Collected data entries
════════
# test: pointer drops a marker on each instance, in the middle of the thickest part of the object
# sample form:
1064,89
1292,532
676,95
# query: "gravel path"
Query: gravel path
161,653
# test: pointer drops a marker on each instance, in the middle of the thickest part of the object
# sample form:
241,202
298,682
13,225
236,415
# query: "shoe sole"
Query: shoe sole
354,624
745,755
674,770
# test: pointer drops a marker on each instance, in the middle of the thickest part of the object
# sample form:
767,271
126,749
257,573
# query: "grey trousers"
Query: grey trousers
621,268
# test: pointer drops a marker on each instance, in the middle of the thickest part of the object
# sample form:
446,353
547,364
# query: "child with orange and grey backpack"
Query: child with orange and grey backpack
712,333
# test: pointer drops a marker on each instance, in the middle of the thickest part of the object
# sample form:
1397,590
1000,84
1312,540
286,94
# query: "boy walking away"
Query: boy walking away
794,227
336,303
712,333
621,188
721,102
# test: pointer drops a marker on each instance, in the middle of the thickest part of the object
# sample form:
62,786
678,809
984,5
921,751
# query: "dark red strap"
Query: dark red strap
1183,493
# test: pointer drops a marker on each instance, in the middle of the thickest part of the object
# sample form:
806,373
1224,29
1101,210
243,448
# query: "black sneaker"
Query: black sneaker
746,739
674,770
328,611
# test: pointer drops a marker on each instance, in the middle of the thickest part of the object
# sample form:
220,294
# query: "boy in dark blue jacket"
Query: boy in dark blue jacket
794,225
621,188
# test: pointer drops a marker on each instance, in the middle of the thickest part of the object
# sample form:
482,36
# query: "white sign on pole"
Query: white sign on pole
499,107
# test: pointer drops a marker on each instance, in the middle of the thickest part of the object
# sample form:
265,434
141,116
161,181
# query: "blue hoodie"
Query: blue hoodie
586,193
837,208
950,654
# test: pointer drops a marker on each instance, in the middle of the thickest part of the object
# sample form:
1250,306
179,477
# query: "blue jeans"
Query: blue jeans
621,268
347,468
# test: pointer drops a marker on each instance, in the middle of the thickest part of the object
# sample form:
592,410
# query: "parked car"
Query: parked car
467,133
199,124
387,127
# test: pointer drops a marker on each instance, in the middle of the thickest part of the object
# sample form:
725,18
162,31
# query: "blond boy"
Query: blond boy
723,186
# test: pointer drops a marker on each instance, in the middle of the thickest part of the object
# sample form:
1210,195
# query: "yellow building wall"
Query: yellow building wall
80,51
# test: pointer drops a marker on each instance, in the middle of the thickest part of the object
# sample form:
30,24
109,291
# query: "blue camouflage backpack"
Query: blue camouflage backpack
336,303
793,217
════════
Instructions for the task
Please find every line in the records above that contains the string "backpack" and copy each of those lines. Case counts.

Task solution
# query: "child with orange and grey backpack"
Query: child with orange and grey backpack
# query: "blue camouflage backpack"
Query: blue camouflage backpack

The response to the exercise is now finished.